**EXERCISE INSTRUCTIONS:**
The word "sample" marks the lines to copy; find all of them in the entries below.

[Point-per-instance localization data]
——————————

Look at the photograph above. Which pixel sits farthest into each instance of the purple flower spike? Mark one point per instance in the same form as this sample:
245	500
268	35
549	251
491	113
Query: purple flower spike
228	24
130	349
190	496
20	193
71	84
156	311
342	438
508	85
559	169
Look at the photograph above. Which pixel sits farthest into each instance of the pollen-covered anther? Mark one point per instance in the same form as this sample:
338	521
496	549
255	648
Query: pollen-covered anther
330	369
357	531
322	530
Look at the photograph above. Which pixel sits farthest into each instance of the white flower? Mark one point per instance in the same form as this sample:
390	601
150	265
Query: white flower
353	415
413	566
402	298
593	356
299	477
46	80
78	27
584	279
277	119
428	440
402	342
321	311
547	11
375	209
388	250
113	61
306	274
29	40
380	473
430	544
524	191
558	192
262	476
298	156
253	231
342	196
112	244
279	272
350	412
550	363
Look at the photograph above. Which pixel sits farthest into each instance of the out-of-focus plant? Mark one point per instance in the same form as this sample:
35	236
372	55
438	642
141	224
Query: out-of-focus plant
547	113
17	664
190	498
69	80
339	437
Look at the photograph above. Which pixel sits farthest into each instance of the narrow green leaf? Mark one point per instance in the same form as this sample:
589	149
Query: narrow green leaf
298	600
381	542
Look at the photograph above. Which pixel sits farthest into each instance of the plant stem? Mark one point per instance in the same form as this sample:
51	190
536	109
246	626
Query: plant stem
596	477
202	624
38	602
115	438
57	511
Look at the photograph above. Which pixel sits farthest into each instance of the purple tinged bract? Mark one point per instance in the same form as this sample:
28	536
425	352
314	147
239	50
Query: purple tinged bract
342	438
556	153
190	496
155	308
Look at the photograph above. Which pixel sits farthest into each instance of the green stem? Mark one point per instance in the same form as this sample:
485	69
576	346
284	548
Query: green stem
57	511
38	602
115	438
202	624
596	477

——————————

**RESPONSE AREA:**
Look at the photograph above. Which pixel sits farthest into each instance of the purple flower spike? Mark one point per instance in the same form as this sample:
Look at the photograph above. Which pixel sits farthest into each instance of the pollen-covered anther? Mark one point per instance in the same form as this sample:
Look at the photograph above. Which pixel sits farthest into each instance of the white flower? Mark one point per instance in the same form as this sample:
Look at the photograph above. Which pixel sits farthest into each instance of the out-of-focus plant? Mark one point per instance in the same form as this sample:
Look at the photograph above. Which pixel sits farthest into each instance of the narrow green leaf? Mark one point per instance in the same form as this sample:
Look at the photograph above. Which pixel sits farthest into each instance of the plant stem? Mark one point per instance in the same form as this sample:
Look at the photograph above. Which pixel sits farthest into each instance of the purple tinged bract? Mark one point per instance in the same form as this sample:
Look at the photograph above. Which pixel sits farthest into each instance of the green stem? Mark one point per instance in the same form as this sample:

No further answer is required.